GIVEN EXERCISE 1: Why does the writer of the revisions post say they need to do a lot of thinking about the cover?
GIVEN EXERCISE 2: In the revisions post, copy out the part that opens with the words containing "So I’m up to" and closes with "of next week.", switching "editor" to "agent".

SOURCE PASSAGE:
◆ ◆ ◆ ◆

So I’m up to my eyeballs in revisions. I’ve put in my “think time” and I’m writing actual words at this point. I’m just past the halfway point of the novel, with three major scene rewrites still ahead of me and a number of small revisions left to make. I’ve informed the editor of my progress and scheduled a tentative delivery date of this first round of revisions. (We may go through several rounds.)
But guess what! The manuscript is not the only thing I have to deliver!
I also have to come up with a title, a series title, and cover ideas.
Fortunately, the editor likes the current title of the novel, Assassin’s Gambit, so it stays. Cross that one off the list!
Series title? I have no idea! I have to come up with one! It’s due by the end of next week.
As for cover, this is not entirely my job, but one of the things I love about working with NAL is that they work closely with their authors on cover design. This is a way better situation than some publishers who just slap a cover on the novel and if the author doesn’t like it, too bad. So they want input from me, and that means I need to do a lot of thinking about what I want the cover to look like.

◆ ◆ ◆ ◆

DATA SHOWN:
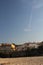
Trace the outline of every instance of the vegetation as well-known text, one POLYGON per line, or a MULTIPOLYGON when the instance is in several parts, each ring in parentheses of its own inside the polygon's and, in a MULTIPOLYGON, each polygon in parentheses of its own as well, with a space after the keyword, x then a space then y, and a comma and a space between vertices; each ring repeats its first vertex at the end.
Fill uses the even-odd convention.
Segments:
MULTIPOLYGON (((15 45, 13 43, 13 45, 15 45)), ((3 50, 0 49, 0 57, 30 57, 30 56, 43 56, 43 42, 40 43, 26 43, 22 45, 15 45, 15 50, 12 48, 5 48, 5 44, 2 44, 3 50), (4 46, 4 48, 3 48, 4 46)))

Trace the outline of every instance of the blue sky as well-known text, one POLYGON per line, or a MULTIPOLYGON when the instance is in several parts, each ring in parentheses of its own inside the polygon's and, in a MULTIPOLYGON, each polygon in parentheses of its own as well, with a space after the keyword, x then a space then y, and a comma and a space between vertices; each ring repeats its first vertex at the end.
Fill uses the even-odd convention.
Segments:
POLYGON ((43 0, 0 0, 0 43, 43 41, 43 0))

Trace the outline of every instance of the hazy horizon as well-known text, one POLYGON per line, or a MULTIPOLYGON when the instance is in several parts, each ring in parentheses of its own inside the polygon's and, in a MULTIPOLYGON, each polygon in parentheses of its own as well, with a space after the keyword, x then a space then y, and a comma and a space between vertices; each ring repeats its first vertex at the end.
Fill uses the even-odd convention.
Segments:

◆ ◆ ◆ ◆

WORKED SOLUTION 1: NAL works closely with its authors on cover design and wants the writer's input, so the writer has to work out what they want the cover to look like.

WORKED SOLUTION 2:
So I’m up to my eyeballs in revisions. I’ve put in my “think time” and I’m writing actual words at this point. I’m just past the halfway point of the novel, with three major scene rewrites still ahead of me and a number of small revisions left to make. I’ve informed the agent of my progress and scheduled a tentative delivery date of this first round of revisions. (We may go through several rounds.)
But guess what! The manuscript is not the only thing I have to deliver!
I also have to come up with a title, a series title, and cover ideas.
Fortunately, the agent likes the current title of the novel, Assassin’s Gambit, so it stays. Cross that one off the list!
Series title? I have no idea! I have to come up with one! It’s due by the end of next week.